Brontekst:
Er is geen systematische opsporing van blaaskanker. Aan sommige risicopersonen (rokers ouder dan 50 jaar, arbeiders in de chemische sector...) kan echter een opsporing worden voorgesteld. Het onderzoek is heel eenvoudig en verloopt via een analyse van de urine.
Een urineanalyse kan bloed in de urine (hematurie) aan het licht brengen, ook al is die niet zichtbaar met het blote oog. Die onderzoeken naar blaaskanker gebeuren tijdens een bezoek aan de huisarts of uroloog. Die doopt een strookje, dat doordrenkt is met een stof die op bloed reageert in de urine. Een verkleuring van het strookje vertelt meteen of het resultaat positief is of niet.
Als het resultaat positief is, stelt de dokter bijkomende onderzoeken door gespecialiseerde laboratoria voor.
Als de uroloog blaaskanker vermoedt, zal hij de patiënt grondig onderzoeken. Naast een blaasonderzoek zal hij ook de andere delen van de urinewegen controleren. Het bloed en de urine worden (opnieuw) geanalyseerd. Zo nodig zal men ook zoeken naar eventuele afwijkingen (uitzaaiingen) buiten de urinewegen, bijvoorbeeld in de lymfeklieren, de lever, de longen of de botten.

Te analyseren gegevens:
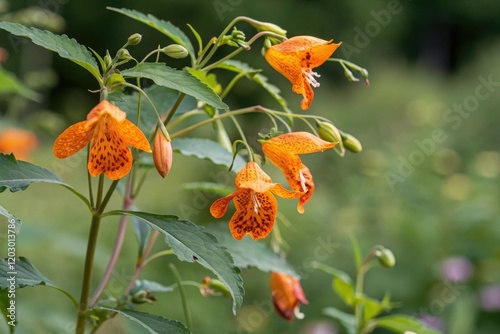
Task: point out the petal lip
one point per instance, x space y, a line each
72 140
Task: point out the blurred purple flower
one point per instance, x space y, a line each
320 327
456 269
490 297
432 321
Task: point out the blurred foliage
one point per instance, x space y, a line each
427 59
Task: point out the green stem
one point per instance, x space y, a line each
241 112
157 255
185 308
89 257
87 274
174 108
358 310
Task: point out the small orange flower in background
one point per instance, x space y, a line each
110 133
256 207
283 151
296 57
287 295
18 141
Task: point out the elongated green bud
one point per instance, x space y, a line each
134 39
175 51
328 131
351 143
267 26
385 258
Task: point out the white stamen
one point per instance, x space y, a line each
256 204
310 77
302 181
297 313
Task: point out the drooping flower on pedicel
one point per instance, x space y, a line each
283 151
109 134
287 295
256 207
296 57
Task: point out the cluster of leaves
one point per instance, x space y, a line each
178 94
185 89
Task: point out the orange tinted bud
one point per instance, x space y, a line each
17 141
287 295
162 154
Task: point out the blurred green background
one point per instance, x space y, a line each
426 184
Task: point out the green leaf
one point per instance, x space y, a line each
66 47
344 290
371 308
249 253
10 84
347 320
402 323
192 244
4 305
18 175
25 274
153 323
176 79
209 187
209 150
150 286
165 27
162 97
252 74
11 218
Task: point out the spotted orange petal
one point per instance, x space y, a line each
255 214
251 172
109 153
72 140
219 207
296 57
296 142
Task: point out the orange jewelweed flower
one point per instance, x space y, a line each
256 207
18 141
296 57
287 295
283 151
109 134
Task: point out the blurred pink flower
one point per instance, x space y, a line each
456 269
490 297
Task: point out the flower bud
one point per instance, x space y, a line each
3 55
107 60
267 26
328 131
123 54
143 296
134 39
175 51
162 153
211 287
351 143
385 257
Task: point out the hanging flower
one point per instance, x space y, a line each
109 134
256 207
18 141
283 151
287 295
296 57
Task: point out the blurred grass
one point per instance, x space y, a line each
447 207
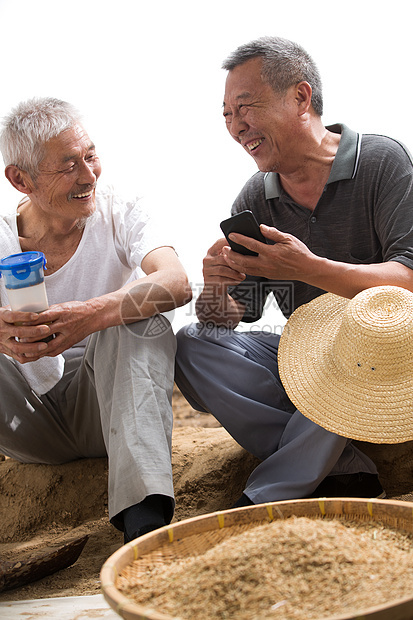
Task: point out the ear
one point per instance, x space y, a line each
20 179
303 97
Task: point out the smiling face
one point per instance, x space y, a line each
66 182
262 121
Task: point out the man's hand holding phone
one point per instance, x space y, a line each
245 224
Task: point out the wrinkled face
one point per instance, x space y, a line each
66 183
260 119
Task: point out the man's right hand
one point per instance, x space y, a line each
216 269
19 338
214 305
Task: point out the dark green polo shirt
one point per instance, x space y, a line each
364 215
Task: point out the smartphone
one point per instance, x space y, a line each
245 224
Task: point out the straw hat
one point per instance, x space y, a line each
348 364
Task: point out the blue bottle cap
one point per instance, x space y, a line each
23 269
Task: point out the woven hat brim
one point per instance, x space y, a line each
320 390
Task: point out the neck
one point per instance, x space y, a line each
307 179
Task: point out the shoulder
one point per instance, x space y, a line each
253 191
378 146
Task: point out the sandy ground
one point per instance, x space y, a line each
30 525
40 505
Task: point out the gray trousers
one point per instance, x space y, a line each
113 401
234 376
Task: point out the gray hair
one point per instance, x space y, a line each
29 126
284 64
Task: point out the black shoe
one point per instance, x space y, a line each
350 485
243 501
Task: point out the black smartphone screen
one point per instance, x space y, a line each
246 224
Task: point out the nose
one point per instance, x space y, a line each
89 172
237 127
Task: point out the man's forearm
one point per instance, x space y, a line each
214 305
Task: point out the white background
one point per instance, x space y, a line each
146 75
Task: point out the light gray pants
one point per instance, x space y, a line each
234 376
113 401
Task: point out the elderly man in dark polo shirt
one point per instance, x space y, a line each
336 208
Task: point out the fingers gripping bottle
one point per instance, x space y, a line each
24 281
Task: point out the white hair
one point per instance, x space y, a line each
29 126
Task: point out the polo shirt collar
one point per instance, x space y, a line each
344 166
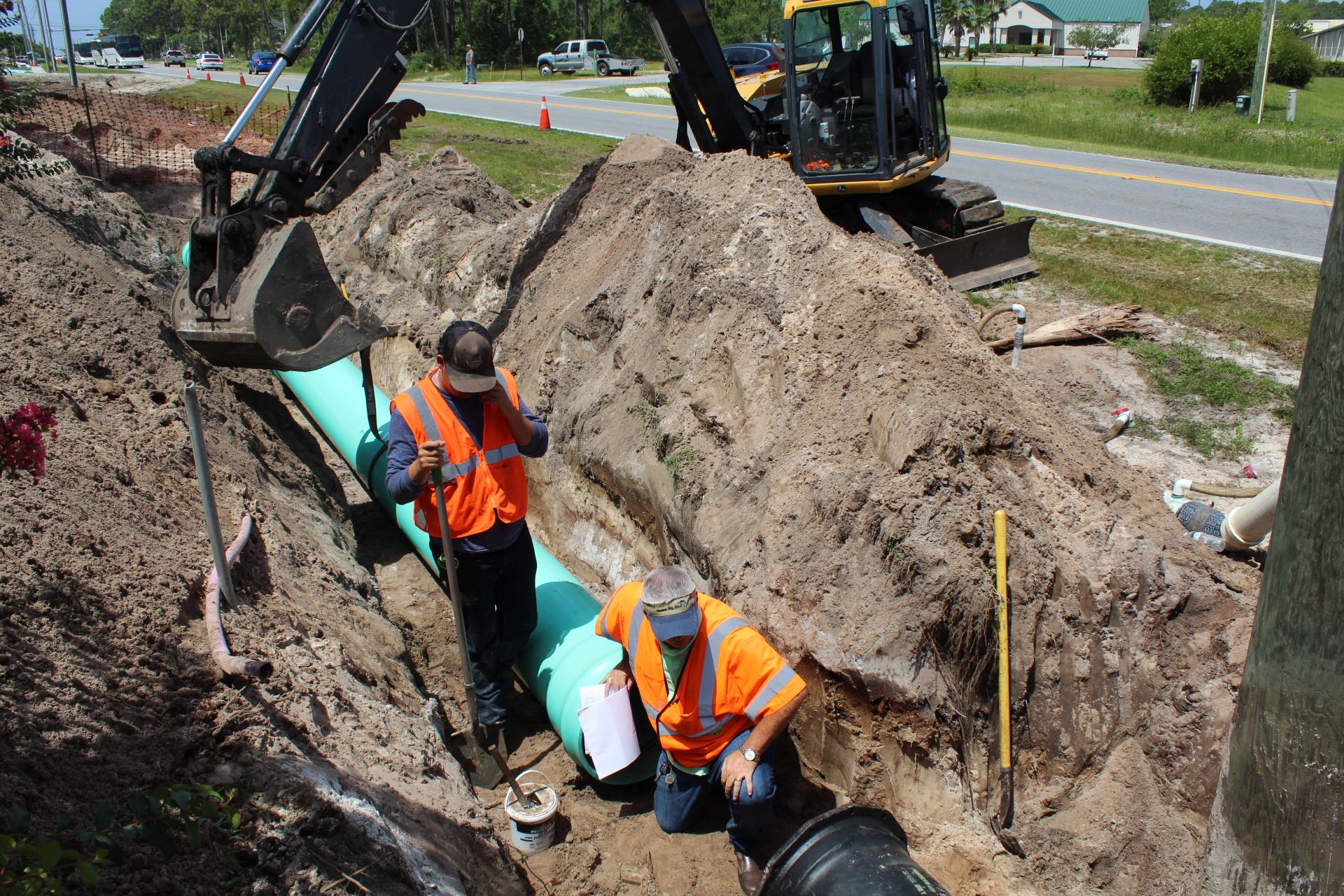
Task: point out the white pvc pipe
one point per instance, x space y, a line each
1252 522
1019 332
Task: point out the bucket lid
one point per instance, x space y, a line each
545 797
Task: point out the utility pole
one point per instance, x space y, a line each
26 27
1262 59
1276 822
46 34
70 46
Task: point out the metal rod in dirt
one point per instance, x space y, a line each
207 495
255 101
93 134
70 46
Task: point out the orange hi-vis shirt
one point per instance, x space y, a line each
480 482
732 679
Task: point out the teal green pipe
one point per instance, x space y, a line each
564 653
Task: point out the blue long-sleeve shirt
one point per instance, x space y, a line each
470 413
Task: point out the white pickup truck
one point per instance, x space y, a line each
574 55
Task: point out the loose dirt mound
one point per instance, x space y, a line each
806 419
105 687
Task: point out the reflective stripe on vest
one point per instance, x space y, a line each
710 724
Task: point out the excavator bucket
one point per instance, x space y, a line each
983 257
284 311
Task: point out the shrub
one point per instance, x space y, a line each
1227 46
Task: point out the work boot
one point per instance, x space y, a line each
749 874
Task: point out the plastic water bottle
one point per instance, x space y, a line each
1211 540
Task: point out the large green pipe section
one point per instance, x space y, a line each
564 653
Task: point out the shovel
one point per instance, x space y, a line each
483 773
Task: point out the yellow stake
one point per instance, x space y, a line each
1002 568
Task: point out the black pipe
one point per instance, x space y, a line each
851 849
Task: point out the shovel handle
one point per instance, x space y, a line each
454 596
524 799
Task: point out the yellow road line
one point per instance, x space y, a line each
1148 179
534 102
955 152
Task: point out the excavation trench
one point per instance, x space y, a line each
802 416
806 419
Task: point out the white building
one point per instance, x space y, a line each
1053 22
1327 43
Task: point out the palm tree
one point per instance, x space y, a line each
955 16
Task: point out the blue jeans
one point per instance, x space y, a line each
499 613
679 797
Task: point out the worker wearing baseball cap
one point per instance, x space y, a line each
468 418
718 696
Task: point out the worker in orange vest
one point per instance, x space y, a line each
468 418
717 694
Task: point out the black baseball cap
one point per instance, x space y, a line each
468 356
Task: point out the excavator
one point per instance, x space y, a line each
857 109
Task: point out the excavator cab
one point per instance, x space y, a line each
863 97
860 120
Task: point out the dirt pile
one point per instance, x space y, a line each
105 684
806 418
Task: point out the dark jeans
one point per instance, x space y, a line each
499 612
679 798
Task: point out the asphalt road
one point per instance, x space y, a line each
1280 216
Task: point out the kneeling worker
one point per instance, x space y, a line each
717 694
468 418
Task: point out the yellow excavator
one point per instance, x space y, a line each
857 108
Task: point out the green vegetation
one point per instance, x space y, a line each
1227 46
1183 371
1260 298
530 164
35 864
1214 441
617 92
1105 111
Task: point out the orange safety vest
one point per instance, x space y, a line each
732 679
480 482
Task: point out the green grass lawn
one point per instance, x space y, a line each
1104 109
1260 298
617 92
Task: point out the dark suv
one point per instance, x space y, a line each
753 58
261 62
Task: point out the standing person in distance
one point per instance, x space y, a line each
470 74
470 418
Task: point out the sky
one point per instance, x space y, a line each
85 16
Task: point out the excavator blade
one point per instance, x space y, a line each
983 257
284 312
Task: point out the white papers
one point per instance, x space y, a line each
608 729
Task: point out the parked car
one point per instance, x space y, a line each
574 55
261 62
753 58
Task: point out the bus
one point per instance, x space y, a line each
118 51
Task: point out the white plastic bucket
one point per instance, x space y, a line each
533 830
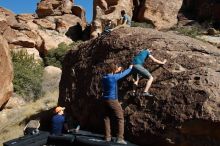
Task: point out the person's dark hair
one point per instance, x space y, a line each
110 68
122 12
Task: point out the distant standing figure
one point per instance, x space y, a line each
126 20
108 27
111 103
58 121
138 62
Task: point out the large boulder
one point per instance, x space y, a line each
104 10
51 79
54 7
161 13
187 96
204 9
6 87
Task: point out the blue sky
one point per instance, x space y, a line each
29 6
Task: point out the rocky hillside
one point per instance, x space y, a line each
54 22
186 89
6 87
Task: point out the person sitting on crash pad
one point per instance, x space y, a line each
138 69
59 124
111 103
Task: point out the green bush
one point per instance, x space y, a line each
27 75
142 24
55 57
189 31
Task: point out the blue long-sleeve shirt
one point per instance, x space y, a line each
110 85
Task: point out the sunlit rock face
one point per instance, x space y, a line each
204 9
28 31
186 103
6 71
54 7
104 10
162 14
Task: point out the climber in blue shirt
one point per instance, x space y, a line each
111 103
138 62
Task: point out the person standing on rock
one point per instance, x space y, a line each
138 69
58 121
108 27
126 20
111 103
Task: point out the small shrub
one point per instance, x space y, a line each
142 24
56 56
189 31
27 75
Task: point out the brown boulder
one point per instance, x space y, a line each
161 13
54 7
8 15
105 10
80 12
6 87
44 23
186 89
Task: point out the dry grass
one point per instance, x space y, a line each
14 120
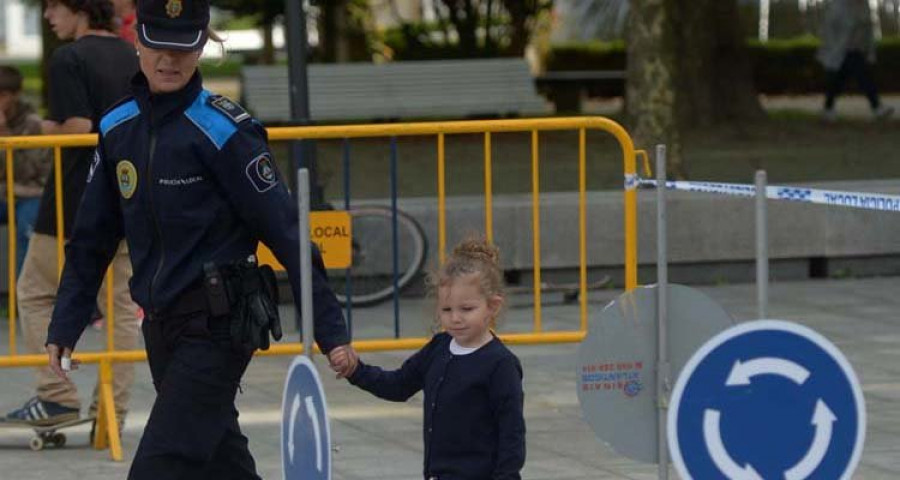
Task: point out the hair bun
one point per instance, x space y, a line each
478 249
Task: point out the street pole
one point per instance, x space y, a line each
303 152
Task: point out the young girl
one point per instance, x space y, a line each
473 426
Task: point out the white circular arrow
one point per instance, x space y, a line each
713 437
742 372
823 419
295 408
317 431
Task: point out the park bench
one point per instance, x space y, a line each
567 88
476 88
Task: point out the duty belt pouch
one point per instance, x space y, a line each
255 313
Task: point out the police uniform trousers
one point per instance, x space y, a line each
36 291
193 430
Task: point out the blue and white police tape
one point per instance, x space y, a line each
867 201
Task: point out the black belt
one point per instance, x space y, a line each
192 301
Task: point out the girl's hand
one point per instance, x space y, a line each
343 360
57 363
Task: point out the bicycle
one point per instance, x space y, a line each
372 271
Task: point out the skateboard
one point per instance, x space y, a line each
47 435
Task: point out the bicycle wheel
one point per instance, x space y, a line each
372 272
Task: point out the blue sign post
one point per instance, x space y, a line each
767 399
305 434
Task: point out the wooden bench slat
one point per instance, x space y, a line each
446 88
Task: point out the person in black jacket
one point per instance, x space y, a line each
474 428
186 177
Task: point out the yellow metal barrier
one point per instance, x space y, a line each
107 434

Vereiste handelingen:
1) Via welk onderzoek verloopt volgens de tekst over blaaskanker de opsporing bij risicopersonen?
2) Schrijf de tekst over blaaskanker verder, te beginnen na de laatste zin.
De vermeldingen spelen hierbij geen enkele rol.

Lijst met antwoorden:
1) Via een analyse van de urine.

2)
Een van de eerste onderzoeken als men blaaskanker vermoedt, is een urineanalyse. Indien er abnormale cellen in de urine ontdekt worden, zijn er bijkomende onderzoeken nodig om de plaats van de tumor te bepalen. Deze tumoren kunnen immers overal in de urinewegen verschijnen, van de nieren tot de urinebuis.
Een cystoscopie laat de uroloog toe om de binnenkant van de blaas te onderzoeken met een cystoscoop, om te zien of er een tumor zichtbaar is.
De cystoscoop heeft ook een opening waardoor heel dunne instrumentjes tot in de blaas kunnen worden geleid. Zo kan de uroloog kleine stukjes weefsel - biopsieën - wegnemen voor een microscopisch onderzoek.
Zo'n cystoscopie is niet pijnlijk, maar patiënten vinden het meestal wel een onaangename ervaring. Het wegnemen van kleine stukjes weefsel kan zonder verdoving gebeuren. De volledige verwijdering van de tumor daarentegen is pijnlijk en gebeurt altijd onder verdoving.
Om blaaskanker te kunnen bevestigen, zijn microscopische onderzoeken van de cellen en het weggenomen weefsel noodzakelijk. Dit gebeurt in een laboratorium door een gespecialiseerde arts (een patholoog-anatoom). Die microscopische analyse vertelt ook meer over:
Op het resultaat van dit onderzoek is het één tot twee weken wachten.
De radiografie schept een beeld van de nieren, de urineleiders en de blaas. Dit onderzoek naar blaaskanker heet een intraveneuze urografie (IVU).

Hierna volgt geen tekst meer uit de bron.